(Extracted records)
━━━━━━━━━━━━━━━━━━━━

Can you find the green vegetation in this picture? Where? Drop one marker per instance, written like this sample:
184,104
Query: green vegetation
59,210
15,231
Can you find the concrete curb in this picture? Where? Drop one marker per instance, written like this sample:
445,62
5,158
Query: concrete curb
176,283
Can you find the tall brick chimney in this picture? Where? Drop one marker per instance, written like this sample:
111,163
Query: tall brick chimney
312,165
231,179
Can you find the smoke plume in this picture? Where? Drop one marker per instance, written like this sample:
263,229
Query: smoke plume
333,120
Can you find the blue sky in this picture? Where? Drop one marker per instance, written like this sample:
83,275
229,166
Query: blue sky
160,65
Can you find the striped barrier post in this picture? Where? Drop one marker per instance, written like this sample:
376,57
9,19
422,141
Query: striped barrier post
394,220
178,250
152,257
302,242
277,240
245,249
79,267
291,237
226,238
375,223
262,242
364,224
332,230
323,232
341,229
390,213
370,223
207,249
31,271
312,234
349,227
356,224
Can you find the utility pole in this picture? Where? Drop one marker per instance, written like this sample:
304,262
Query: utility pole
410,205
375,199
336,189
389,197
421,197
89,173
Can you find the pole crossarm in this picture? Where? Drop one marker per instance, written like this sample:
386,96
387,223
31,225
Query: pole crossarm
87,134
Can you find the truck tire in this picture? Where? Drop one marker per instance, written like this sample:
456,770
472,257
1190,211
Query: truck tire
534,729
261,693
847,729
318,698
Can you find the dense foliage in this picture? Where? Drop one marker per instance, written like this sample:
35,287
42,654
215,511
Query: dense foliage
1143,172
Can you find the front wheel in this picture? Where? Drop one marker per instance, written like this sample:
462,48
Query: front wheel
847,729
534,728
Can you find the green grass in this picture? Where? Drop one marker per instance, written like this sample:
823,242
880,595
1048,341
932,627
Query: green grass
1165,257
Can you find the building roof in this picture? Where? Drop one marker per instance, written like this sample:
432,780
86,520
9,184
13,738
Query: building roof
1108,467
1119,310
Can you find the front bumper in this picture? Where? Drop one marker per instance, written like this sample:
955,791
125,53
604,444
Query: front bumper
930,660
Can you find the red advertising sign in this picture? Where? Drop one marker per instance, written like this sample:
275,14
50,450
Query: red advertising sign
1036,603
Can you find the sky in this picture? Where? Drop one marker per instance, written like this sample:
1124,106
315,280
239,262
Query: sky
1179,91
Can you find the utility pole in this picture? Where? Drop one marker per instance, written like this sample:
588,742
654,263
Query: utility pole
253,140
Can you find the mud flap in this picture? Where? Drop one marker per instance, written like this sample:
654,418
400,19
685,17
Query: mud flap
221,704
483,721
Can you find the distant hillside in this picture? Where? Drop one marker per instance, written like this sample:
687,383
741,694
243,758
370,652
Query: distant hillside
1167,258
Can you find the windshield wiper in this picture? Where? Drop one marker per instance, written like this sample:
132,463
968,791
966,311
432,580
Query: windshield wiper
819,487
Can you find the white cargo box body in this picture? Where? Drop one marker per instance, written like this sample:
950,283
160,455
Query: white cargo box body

━━━━━━━━━━━━━━━━━━━━

TASK TO COMPLETE ▸
Retype all of the records above line for line, keeping every character unchanged.

ANSWER IN FULL ▸
Can you find the green vegetation in this picture? Where? Drop one marker per instance, written like this sample:
184,104
Query: green vegetation
59,210
15,231
Can you find the concrete curb in this picture? Where? Drop one marker per instance, written like this sample:
445,62
5,158
Query: concrete curb
176,283
Can you find the tall brick chimney in this picture? Where? Drop one marker per instance, written like this sample:
111,163
Query: tall brick chimney
312,165
231,179
Can you find the smoke plume in this picture? Where? Drop one marker per instance, written like this sample:
263,229
Query: smoke plume
333,120
Can you find the blue sky in this picture? Where? Drop one marker per instance, written like this sample:
83,275
229,166
Query: blue sky
160,65
Can you find the striped barrier post in this picture? Where? Drop one marker per instance, written like this sample:
376,57
9,19
422,141
Query: striped barrier post
394,220
178,250
152,257
302,242
277,240
245,249
79,267
291,237
226,238
375,223
262,242
364,224
332,230
323,232
341,229
390,213
370,223
207,249
31,271
312,234
349,227
356,224
Can you find the utility pole in this picture? Where? Drop one marker per instance, written like this sample:
304,262
Query: utility pole
410,205
375,199
336,189
389,197
421,197
89,173
Can you find the pole crossarm in this picture? Where? Drop one marker per instance, written like this sample:
386,96
387,223
31,225
Query: pole crossarm
87,134
Can you find the truck tire in this picture? Where? Drop one marker per instance, written like this sample:
456,770
472,257
1190,211
Query: truck tire
534,729
261,693
847,729
318,698
Can you find the dense foliage in this picture? Where? Drop one marker per instance, written like this sample:
35,287
42,654
215,511
Query: dense foliage
1143,172
Can you find the front wheel in this picture? Where? Drop one marker per instance, written like this sample:
462,48
Query: front wheel
847,729
534,728
Can you find the green grass in this picture? Where? Drop one marker per instance, written like this sample:
823,242
880,595
1048,341
932,627
Query: green grass
1165,257
Can you find the building roof in this picture? Where? Drop one marker per instance, written like this sample:
432,780
86,520
9,184
13,738
Query: building roof
1108,467
1119,310
Can you find the front bumper in this picture? Where? Drop one marker per instance, written like this sample:
955,791
125,53
604,444
Query: front bumper
930,660
Can you find the red advertising sign in this picture? Where? Drop one marker per instance, written like this sample:
275,14
50,450
Query: red advertising sign
1036,603
Can you find the sky in this picture? Where? Drop one marker per instance, written like this sample:
1124,106
315,280
239,262
Query: sky
1179,91
Can you find the utility pole in this picture? Where? Drop one marker per instance, written like this sample:
588,742
654,263
Query: utility pole
253,140
Can you find the mud flap in this picture? Where? Drop one marker per instance, written like this sample:
654,418
400,19
685,17
Query: mud flap
221,704
483,721
Can you find the distant hillside in this picture? Where? Drop one marker per instance, written like this sample:
687,383
741,694
243,758
370,652
Query: distant hillside
1167,258
Can you find the windshield wiper in this picture? Where? Drop one marker per instance, written like this sample:
132,463
968,791
966,311
432,580
Query: windshield wiper
819,487
Can you find the white cargo box body in this picture? Where? Drop one marker per instance, written like this sample:
950,283
160,455
Query: white cargo box body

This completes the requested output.